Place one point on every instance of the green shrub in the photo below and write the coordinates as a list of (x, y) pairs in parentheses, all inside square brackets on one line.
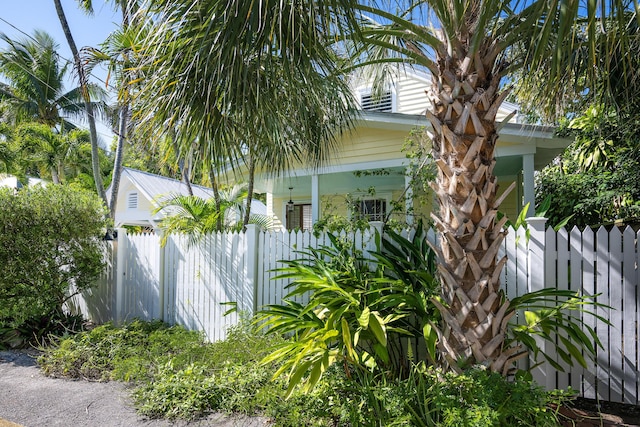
[(178, 376), (50, 242)]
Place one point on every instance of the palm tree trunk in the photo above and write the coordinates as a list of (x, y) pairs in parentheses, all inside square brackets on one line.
[(123, 117), (184, 171), (95, 161), (474, 308), (247, 211), (216, 198), (122, 131)]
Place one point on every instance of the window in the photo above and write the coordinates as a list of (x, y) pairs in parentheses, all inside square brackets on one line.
[(132, 200), (372, 209), (382, 102), (299, 218)]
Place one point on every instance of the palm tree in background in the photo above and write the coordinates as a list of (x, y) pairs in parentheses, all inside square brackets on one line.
[(34, 88), (269, 109), (470, 48), (116, 52), (196, 217)]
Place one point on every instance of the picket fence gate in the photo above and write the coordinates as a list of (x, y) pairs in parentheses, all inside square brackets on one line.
[(189, 284)]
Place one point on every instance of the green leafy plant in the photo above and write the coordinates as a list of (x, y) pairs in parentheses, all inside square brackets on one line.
[(360, 312), (556, 316), (341, 322), (50, 249)]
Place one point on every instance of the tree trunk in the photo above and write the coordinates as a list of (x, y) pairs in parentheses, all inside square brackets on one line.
[(474, 307), (95, 160), (184, 171), (216, 198), (247, 211), (123, 119)]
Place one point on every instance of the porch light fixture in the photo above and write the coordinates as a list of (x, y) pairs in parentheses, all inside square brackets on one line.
[(290, 203)]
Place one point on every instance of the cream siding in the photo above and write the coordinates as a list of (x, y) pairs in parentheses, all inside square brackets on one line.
[(412, 98)]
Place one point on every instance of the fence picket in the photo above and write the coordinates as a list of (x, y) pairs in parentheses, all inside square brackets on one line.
[(589, 384), (575, 283), (630, 298), (616, 316), (602, 281), (562, 283)]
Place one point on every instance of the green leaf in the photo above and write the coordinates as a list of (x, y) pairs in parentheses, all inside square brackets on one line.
[(532, 318), (378, 328), (431, 340), (363, 320)]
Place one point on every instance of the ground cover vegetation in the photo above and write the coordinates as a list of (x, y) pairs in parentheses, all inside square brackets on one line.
[(260, 55), (176, 375), (50, 247)]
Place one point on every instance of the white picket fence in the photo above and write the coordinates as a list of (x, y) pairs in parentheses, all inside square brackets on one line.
[(188, 285)]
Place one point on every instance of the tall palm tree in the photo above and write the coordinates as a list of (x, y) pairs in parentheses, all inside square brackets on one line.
[(46, 149), (116, 52), (211, 58), (251, 111), (197, 217), (88, 105)]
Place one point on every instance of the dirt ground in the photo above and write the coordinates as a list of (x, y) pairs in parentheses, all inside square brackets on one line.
[(29, 399)]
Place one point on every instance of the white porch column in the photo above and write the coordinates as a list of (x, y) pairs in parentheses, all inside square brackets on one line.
[(527, 178), (408, 198), (315, 199)]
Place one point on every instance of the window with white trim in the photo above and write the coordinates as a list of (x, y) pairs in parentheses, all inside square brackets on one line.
[(382, 102), (132, 200), (372, 209), (299, 217)]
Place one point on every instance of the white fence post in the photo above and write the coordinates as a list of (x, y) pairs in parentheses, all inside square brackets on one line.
[(119, 272), (251, 248), (535, 282)]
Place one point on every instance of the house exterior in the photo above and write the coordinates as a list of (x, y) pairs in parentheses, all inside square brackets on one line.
[(139, 193), (11, 181), (370, 166)]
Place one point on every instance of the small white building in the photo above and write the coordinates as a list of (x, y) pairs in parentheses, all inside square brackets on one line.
[(140, 192)]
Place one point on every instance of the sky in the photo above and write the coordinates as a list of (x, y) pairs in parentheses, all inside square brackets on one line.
[(18, 17)]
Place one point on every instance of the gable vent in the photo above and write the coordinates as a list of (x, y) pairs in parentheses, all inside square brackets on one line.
[(382, 103), (132, 201)]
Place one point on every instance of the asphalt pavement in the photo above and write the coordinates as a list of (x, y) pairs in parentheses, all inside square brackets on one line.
[(30, 399)]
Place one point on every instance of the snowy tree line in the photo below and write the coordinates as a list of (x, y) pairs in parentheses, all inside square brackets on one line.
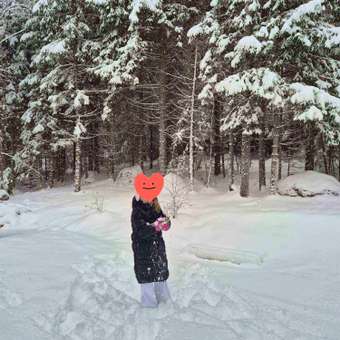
[(205, 87)]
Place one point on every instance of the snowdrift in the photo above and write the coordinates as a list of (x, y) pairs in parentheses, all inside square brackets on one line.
[(4, 195), (309, 184), (126, 176)]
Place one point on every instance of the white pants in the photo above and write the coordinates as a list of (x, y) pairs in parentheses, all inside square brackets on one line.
[(153, 293)]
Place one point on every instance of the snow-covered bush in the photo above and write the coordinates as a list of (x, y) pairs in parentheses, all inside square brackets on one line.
[(4, 195), (97, 202), (126, 176), (174, 194), (308, 184)]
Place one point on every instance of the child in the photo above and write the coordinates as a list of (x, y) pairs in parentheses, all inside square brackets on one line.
[(151, 264)]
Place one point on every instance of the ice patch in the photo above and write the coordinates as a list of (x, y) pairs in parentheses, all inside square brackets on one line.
* * * * * * *
Aim
Turn every line of the data above into a numbered list, skipping blank lines and leaving out the pictures.

Worked solution
1. Place one point on every instance of the green shrub in the photo below and write the coordinates as a list of (x, y) pairs in parentheses, all inside square brackets on one line.
2. [(178, 376), (50, 242)]
3. Place one point on every instance of the palm tree trunk in the photo above and write the coordinates as a list of (x, y) pairs in parentheses, all inside square brackets on one line.
4. [(123, 117), (184, 171), (95, 161), (474, 308), (247, 211), (216, 198), (122, 131)]
5. Place one point on every instance of the window in the photo above and write the coordinates as a list of (x, y) pairs in parentheses, all inside square brackets on one line.
6. [(132, 200), (372, 209), (382, 102), (299, 218)]
7. Place one point on every instance of the palm tree in background in the photo above and write the coordinates as a list of (x, y) pairs in parentheses, all inside square brackets on one line.
8. [(34, 88), (269, 109), (470, 48), (116, 52), (196, 217)]
9. Place one point on every instance of the picket fence gate in the photo above and write the coordinates as a list of (x, y) pairs in parentheses, all inside square brackets on one line.
10. [(189, 284)]
11. Place one point on every instance of the green leafy plant in the photo above and write the coordinates as a list of (x, y) pairs in parentheses, all inside square brackets on one line.
12. [(360, 312), (556, 316), (341, 322), (50, 249)]
13. Place one point on every instance of the tree trunk in the photo above and write the coordinates as a list of (x, y) pairs in parentheses, all inside square brackets on one line.
14. [(474, 307), (95, 160), (184, 171), (216, 198), (247, 211), (123, 119)]
15. Place one point on every instance of the porch light fixture in the photo above and write the coordinates as a list of (x, y) pairs in parentheses, all inside square brackets on one line.
16. [(290, 203)]
17. Place one point on every instance of the cream siding in the photo above and write the coordinates as a list of (x, y) pairs in parentheses, all inside square brackets on one line.
18. [(412, 98)]
19. Place one point on every instance of the fence picket in the photo above and write the coordinates as a list of (x, y) pairs in parentheses, all inside square brackets on one line.
20. [(589, 384), (575, 283), (630, 298), (616, 316), (602, 281), (562, 283)]
21. Place one point on every instance of the green leaf in the photo above and write the coordinates as a list of (x, y) pairs in parentheses, all inside square brackets on one line.
22. [(532, 318), (378, 328), (431, 340), (363, 320)]
23. Place one point on every instance of the ground cover vegetation in the photo above and write the coordinates as a list of (x, y) pairs in parentheses, all inside square brackets on one line.
24. [(260, 55), (176, 375), (50, 247)]
25. Place one point on every instance of the white picket fence in the photo above and write the coordinates as a list of (x, y) pairs in parentheses, all inside square brackets on one line.
26. [(188, 285)]
27. Place one point on every instance of the tall palm tree in the photo above and write the coordinates as a list of (x, y) pairs in parentheses, all inside square brackets on one line.
28. [(46, 149), (116, 52), (211, 58), (251, 111), (197, 217), (88, 105)]
29. Place one point on every instance of the dirt ground in the photo above and write the coordinates as a list of (x, y) pairs in parentheses, all inside square brackets on one line.
30. [(29, 399)]
31. Place one point on every instance of the white porch column in the photo above and write the coordinates as a list of (x, y) pairs in parentheses, all inside square brackets on one line.
32. [(527, 178), (408, 198), (315, 199)]
33. Place one point on every instance of the window with white trim in the photo above and write the coordinates as a list of (x, y) pairs in parentheses, all inside square brackets on one line.
34. [(382, 102), (132, 200), (372, 209), (299, 217)]
35. Place one point on every instance of the white fence post in the photo above and write the coordinates as a list of (x, y) pairs in parentheses, all inside square brackets on one line.
36. [(119, 272), (251, 248), (535, 282)]
37. Place one point on every instance of the house exterior in the photo above and write the coordinates as a list of (x, y) pairs in parentheses, all inside square brackets on one line.
38. [(139, 193), (11, 181), (370, 166)]
39. Place one point on every instance of the small white building in the photo above and write the coordinates as a list of (x, y) pairs in parentheses, all inside square brackets on one line.
40. [(140, 192)]
41. Place one point on every instance of the sky in the photo above and write the coordinates as a list of (x, y) pairs in parentheses, all inside square brackets on one line.
42. [(18, 17)]
43. Place one point on every instance of the gable vent in the photo above and write the coordinates as a list of (x, y) pairs in parentheses, all inside square brackets on one line.
44. [(382, 103), (132, 201)]
45. Place one point on every instance of the asphalt pavement in the photo above and write the coordinates as a list of (x, y) pairs in parentheses, all inside square brackets on one line.
46. [(30, 399)]
47. Place one point on every instance of the snowy tree line in the photo below and write the coordinates as a list of (x, y) pairs in parentheses, all inside square brackets on one line.
48. [(205, 87)]
49. Place one point on every instance of the snowdrift in the photo above and write the coordinates as a list of (x, y) pairs in parentheses, all inside square brackets on one line.
50. [(4, 195), (309, 184), (126, 176)]
51. Place one point on every instance of the white pants in the photo above and write the coordinates as a list of (x, y) pairs in parentheses, all inside square brackets on one line.
52. [(153, 293)]
53. Place one point on every instance of the snow-covered bush in the photo above and write the coordinates as a list of (x, y) pairs in parentheses, all inside square brackets on one line.
54. [(4, 195), (97, 202), (126, 176), (174, 194), (308, 184)]
55. Place one point on every instance of the child in the photo above and write the coordinates as a list of (x, y) pairs in parentheses, all inside square brackets on one line.
56. [(151, 264)]
57. Place one point on every instance of the ice patch in the photo above and write the coordinates as a list of (x, y) pairs in parentheses, all inside square brackets on one line.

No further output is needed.